# [Parts of the exercise]
1/ Answer these questions from the excerpt below on teacher value-added ratings, one line each:
(a) Which two school districts are named as using value-added metrics?
(b) By about how much would replacing a poor teacher with an average one raise a single classroom's lifetime earnings?
(c) What hypothetical lost income does Professor Friedman give for leaving a low value-added teacher in a school for 10 years?
2/ Using the excerpt below on teacher value-added ratings, explain in one to three sentences why the loss from keeping a low value-added teacher is put far above the $266,000 figure.
3/ Translate this sentence from the excerpt below on teacher value-added ratings into Spanish: "Replacing a poor teacher with an average one would raise a single classroom’s lifetime earnings by about $266,000, the economists estimate."

# [Selected excerpt]
The study, which the economics professors have presented to colleagues in more than a dozen seminars over the past year and plan to submit to a journal, is the largest look yet at the controversial “value-added ratings,” which measure the impact individual teachers have on student test scores. It is likely to influence the roiling national debates about the importance of quality teachers and how best to measure that quality.

Many school districts, including those in Washington and Houston, have begun to use value-added metrics to influence decisions on hiring, pay and even firing….

Replacing a poor teacher with an average one would raise a single classroom’s lifetime earnings by about $266,000, the economists estimate. Multiply that by a career’s worth of classrooms.

“If you leave a low value-added teacher in your school for 10 years, rather than replacing him with an average teacher, you are hypothetically talking about $2.5 million in lost income,” said Professor Friedman, one of the coauthors…

The authors argue that school districts should use value-added measures in evaluations, and to remove the lowest performers, despite the disruption and uncertainty involved.

# [Extracted data]

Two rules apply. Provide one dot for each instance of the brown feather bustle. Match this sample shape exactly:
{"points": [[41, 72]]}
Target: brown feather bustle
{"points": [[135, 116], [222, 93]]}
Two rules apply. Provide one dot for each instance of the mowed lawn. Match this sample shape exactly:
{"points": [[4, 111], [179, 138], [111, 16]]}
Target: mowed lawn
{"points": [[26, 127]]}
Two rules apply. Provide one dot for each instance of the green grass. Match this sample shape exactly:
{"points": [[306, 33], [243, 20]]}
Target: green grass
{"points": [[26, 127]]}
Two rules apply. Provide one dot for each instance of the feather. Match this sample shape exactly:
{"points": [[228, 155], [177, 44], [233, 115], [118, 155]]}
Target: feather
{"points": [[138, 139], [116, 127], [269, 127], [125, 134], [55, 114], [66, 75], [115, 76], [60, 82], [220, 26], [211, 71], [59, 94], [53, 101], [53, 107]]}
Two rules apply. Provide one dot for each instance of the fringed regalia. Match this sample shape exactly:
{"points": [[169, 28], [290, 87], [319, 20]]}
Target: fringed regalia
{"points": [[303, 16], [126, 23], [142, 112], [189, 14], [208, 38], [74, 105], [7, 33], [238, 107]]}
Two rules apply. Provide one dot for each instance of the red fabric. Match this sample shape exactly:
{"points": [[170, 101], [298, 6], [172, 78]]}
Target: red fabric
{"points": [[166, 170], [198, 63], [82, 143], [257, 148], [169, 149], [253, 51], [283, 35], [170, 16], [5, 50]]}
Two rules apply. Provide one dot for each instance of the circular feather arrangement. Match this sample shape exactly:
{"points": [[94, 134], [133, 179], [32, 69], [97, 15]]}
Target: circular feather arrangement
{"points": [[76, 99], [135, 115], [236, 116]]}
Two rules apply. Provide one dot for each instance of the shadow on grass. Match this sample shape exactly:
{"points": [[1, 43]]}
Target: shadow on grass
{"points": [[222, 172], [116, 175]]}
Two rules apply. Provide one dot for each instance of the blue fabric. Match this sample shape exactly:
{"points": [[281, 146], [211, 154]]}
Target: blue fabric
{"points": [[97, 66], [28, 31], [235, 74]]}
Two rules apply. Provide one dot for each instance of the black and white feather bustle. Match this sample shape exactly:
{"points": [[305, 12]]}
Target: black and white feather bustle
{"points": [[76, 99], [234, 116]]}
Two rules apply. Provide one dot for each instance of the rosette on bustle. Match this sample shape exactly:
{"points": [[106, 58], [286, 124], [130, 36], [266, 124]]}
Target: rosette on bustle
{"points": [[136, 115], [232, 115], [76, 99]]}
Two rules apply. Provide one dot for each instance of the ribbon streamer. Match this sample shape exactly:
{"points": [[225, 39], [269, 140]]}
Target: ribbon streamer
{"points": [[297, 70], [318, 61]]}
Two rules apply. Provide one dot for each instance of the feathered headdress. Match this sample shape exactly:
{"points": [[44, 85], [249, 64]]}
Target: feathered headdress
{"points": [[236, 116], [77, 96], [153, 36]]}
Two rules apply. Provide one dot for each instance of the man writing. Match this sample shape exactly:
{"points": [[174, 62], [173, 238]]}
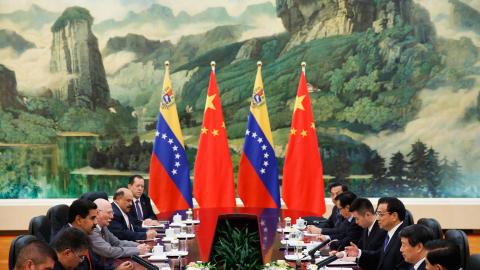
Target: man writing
{"points": [[122, 224], [142, 208], [372, 236], [390, 215], [107, 245], [413, 239]]}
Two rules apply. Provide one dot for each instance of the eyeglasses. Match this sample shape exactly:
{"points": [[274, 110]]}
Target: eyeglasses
{"points": [[381, 214]]}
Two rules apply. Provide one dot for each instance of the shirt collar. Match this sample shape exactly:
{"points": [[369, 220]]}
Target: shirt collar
{"points": [[418, 263], [393, 230]]}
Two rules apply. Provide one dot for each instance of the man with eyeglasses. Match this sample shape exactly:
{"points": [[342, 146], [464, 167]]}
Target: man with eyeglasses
{"points": [[107, 245], [390, 216], [372, 236], [71, 245]]}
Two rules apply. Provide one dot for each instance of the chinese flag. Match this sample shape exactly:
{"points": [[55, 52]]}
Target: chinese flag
{"points": [[302, 171], [213, 174]]}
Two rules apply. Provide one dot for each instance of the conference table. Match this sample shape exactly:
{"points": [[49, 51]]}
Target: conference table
{"points": [[270, 221]]}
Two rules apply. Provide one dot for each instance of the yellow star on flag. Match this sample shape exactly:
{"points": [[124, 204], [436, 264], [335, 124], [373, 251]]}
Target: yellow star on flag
{"points": [[298, 103], [209, 104]]}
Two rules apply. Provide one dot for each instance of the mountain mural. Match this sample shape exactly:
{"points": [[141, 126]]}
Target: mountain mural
{"points": [[395, 95]]}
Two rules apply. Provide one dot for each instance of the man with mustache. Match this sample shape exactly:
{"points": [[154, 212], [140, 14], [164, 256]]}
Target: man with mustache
{"points": [[122, 224]]}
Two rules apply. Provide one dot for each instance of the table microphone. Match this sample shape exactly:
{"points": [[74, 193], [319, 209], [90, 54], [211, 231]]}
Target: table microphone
{"points": [[319, 246], [144, 263], [330, 259]]}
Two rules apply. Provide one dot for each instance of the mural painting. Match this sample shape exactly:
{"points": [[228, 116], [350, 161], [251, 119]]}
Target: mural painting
{"points": [[394, 86]]}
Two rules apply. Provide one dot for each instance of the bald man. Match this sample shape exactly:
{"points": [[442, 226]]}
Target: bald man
{"points": [[122, 224], [107, 245]]}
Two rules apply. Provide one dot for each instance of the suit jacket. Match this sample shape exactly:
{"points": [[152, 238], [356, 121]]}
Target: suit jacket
{"points": [[109, 246], [374, 241], [147, 209], [348, 232], [391, 258], [119, 227]]}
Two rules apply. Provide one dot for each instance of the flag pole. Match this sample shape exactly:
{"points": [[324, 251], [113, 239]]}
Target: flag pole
{"points": [[212, 64]]}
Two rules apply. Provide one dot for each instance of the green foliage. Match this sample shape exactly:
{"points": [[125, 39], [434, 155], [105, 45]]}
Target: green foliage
{"points": [[237, 248], [72, 14]]}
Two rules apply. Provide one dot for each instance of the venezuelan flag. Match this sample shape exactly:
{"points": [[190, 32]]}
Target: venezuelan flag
{"points": [[258, 172], [169, 185]]}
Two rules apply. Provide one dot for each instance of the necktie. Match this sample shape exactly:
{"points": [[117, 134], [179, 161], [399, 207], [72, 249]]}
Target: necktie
{"points": [[385, 243], [139, 210]]}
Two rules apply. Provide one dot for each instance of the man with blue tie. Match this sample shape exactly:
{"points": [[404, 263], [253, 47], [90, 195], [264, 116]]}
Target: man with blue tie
{"points": [[122, 224], [390, 215], [414, 238]]}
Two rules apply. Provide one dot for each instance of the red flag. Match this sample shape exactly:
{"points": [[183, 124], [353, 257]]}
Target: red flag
{"points": [[213, 175], [302, 171]]}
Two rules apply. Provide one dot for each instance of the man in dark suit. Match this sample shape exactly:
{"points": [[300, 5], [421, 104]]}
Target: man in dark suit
{"points": [[142, 208], [413, 239], [335, 218], [348, 231], [390, 215], [122, 224], [372, 236]]}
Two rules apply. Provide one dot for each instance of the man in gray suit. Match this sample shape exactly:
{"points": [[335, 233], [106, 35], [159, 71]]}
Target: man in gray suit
{"points": [[107, 245]]}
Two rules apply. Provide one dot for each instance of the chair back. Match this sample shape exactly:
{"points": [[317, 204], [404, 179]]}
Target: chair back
{"points": [[58, 216], [93, 195], [473, 262], [460, 239], [408, 218], [40, 227], [15, 246], [434, 225]]}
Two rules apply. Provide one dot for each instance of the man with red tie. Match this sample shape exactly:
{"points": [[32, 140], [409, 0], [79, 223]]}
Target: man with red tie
{"points": [[123, 224]]}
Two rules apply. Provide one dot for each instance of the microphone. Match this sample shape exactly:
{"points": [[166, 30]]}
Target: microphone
{"points": [[327, 261], [144, 263], [319, 246]]}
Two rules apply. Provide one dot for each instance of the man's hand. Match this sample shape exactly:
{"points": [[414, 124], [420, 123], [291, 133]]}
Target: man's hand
{"points": [[128, 265], [314, 229], [143, 248], [352, 250], [151, 234]]}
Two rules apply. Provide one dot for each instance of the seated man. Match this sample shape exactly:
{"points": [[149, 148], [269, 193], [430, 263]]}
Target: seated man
{"points": [[142, 208], [348, 231], [443, 255], [71, 245], [35, 255], [122, 225], [413, 239], [372, 236], [104, 243], [390, 215]]}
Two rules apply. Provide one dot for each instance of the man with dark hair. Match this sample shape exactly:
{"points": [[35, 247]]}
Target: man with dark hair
{"points": [[348, 231], [142, 208], [390, 215], [71, 245], [443, 254], [35, 255], [335, 218], [122, 224], [372, 236], [413, 239]]}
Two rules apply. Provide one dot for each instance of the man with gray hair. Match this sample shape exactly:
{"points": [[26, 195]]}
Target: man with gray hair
{"points": [[107, 245], [122, 224]]}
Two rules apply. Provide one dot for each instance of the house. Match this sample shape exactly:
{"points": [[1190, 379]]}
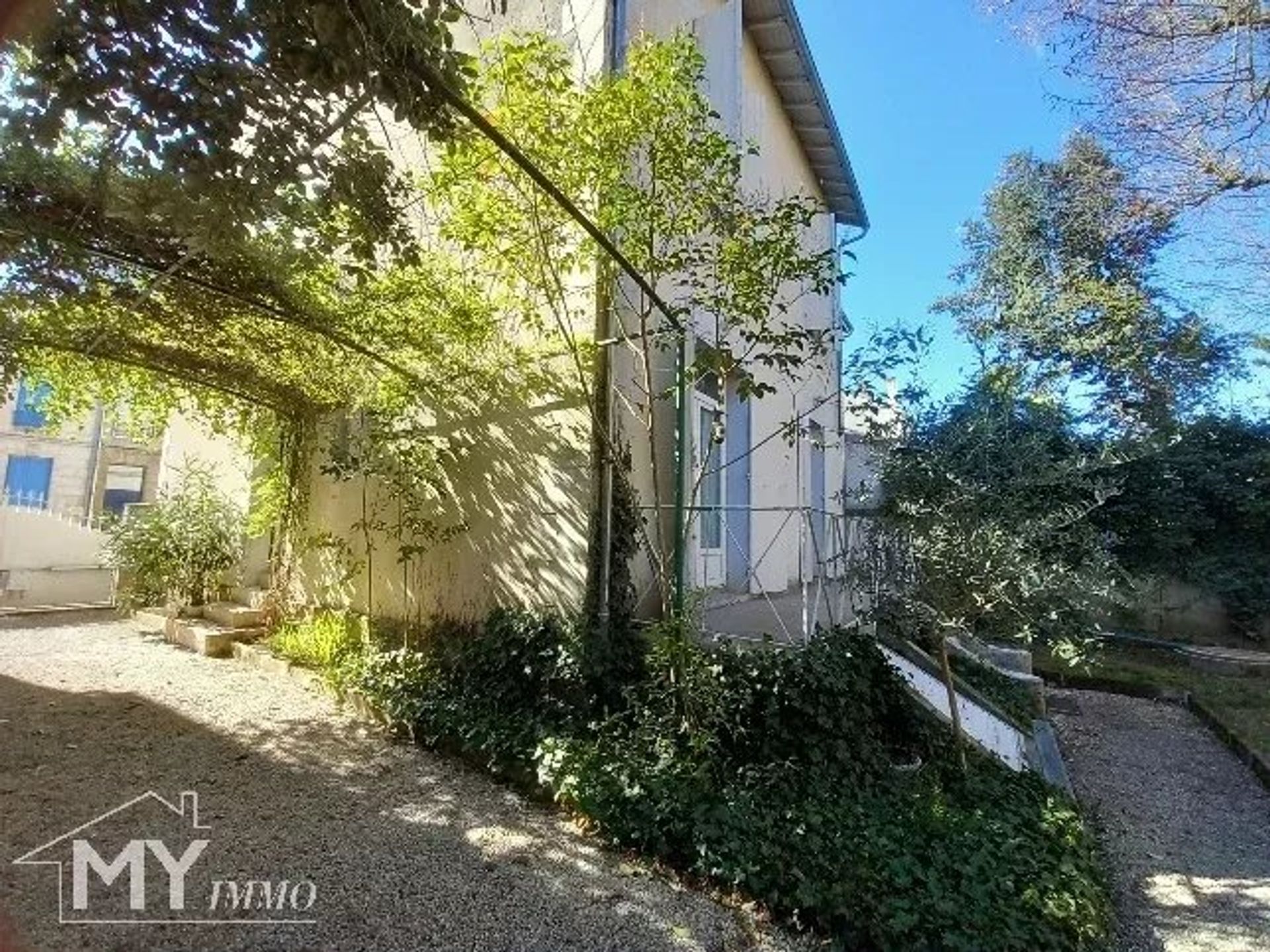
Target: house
{"points": [[79, 470], [767, 514], [59, 481]]}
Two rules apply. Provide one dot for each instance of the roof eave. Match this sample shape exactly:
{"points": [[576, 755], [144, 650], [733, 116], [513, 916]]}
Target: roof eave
{"points": [[778, 34]]}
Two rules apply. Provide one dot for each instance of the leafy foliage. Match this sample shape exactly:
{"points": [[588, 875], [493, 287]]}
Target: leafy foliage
{"points": [[773, 772], [175, 549], [258, 110], [992, 496], [1060, 285], [1197, 508]]}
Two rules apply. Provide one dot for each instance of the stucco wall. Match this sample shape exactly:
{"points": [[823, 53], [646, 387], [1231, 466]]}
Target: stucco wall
{"points": [[521, 493], [525, 492]]}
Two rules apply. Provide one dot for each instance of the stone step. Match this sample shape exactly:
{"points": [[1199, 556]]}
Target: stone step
{"points": [[251, 596], [205, 637], [232, 615]]}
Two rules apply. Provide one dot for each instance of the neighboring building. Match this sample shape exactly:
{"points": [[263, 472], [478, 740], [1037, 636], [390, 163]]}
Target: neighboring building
{"points": [[773, 517], [59, 481], [79, 470]]}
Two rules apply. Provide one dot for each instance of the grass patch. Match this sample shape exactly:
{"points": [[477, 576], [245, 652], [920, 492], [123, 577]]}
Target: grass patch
{"points": [[319, 641], [1241, 702]]}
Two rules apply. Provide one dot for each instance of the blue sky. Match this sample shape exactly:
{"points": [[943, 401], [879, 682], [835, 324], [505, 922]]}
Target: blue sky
{"points": [[931, 97]]}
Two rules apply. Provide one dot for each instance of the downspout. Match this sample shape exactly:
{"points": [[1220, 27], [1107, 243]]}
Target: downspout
{"points": [[603, 456], [683, 471], [95, 461]]}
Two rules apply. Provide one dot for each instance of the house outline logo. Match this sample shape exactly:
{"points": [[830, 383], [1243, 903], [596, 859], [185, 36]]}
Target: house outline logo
{"points": [[131, 861]]}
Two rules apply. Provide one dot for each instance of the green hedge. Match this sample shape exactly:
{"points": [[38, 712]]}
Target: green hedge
{"points": [[789, 775]]}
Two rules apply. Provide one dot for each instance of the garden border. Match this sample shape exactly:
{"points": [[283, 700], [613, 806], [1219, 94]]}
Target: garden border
{"points": [[1224, 733]]}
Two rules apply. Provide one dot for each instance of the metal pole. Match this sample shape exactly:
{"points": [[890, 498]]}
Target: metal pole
{"points": [[683, 474]]}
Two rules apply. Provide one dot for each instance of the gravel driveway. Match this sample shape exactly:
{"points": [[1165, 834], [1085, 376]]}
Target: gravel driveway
{"points": [[408, 851], [1188, 825]]}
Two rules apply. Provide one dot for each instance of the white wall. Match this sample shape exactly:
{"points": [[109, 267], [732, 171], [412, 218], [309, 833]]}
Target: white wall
{"points": [[189, 441], [48, 559], [990, 731]]}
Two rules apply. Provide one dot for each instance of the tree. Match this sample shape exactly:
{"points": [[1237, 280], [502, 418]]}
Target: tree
{"points": [[257, 110], [1181, 89], [1061, 286], [992, 496], [642, 154], [1197, 508]]}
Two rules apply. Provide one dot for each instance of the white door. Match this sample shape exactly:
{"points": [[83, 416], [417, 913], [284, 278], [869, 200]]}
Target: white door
{"points": [[710, 524]]}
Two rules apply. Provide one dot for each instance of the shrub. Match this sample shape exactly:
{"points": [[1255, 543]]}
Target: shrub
{"points": [[774, 772], [173, 550], [493, 694], [927, 861], [777, 774]]}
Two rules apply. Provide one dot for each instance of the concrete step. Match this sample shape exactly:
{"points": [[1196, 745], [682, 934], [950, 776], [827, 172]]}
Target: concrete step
{"points": [[205, 637], [232, 615]]}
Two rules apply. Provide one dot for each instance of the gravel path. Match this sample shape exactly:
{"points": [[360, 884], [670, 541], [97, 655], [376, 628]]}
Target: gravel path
{"points": [[1188, 825], [408, 851]]}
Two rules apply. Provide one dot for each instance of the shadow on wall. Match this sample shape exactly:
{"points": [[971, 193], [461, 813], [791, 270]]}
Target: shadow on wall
{"points": [[519, 500], [407, 850], [1174, 610]]}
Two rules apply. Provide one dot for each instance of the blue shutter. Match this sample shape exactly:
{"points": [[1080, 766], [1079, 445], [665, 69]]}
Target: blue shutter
{"points": [[30, 408], [27, 479]]}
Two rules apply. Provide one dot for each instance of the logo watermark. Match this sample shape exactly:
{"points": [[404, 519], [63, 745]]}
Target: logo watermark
{"points": [[107, 873]]}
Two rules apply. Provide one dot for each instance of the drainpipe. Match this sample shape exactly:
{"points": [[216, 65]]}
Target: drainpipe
{"points": [[95, 461], [683, 470], [615, 33]]}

# [Results for each task]
1/
(a) Washington and Houston.
(b) About $266,000.
(c) $2.5 million.

2/ The $266,000 is the estimated gain in lifetime earnings for a single classroom, and the excerpt says to multiply that by a career's worth of classrooms. Keeping a low value-added teacher for 10 years rather than replacing him with an average teacher therefore amounts to a hypothetical $2.5 million in lost income.

3/ Reemplazar a un maestro deficiente por uno promedio aumentaría en unos 266.000 dólares los ingresos de toda la vida de una sola clase, estiman los economistas.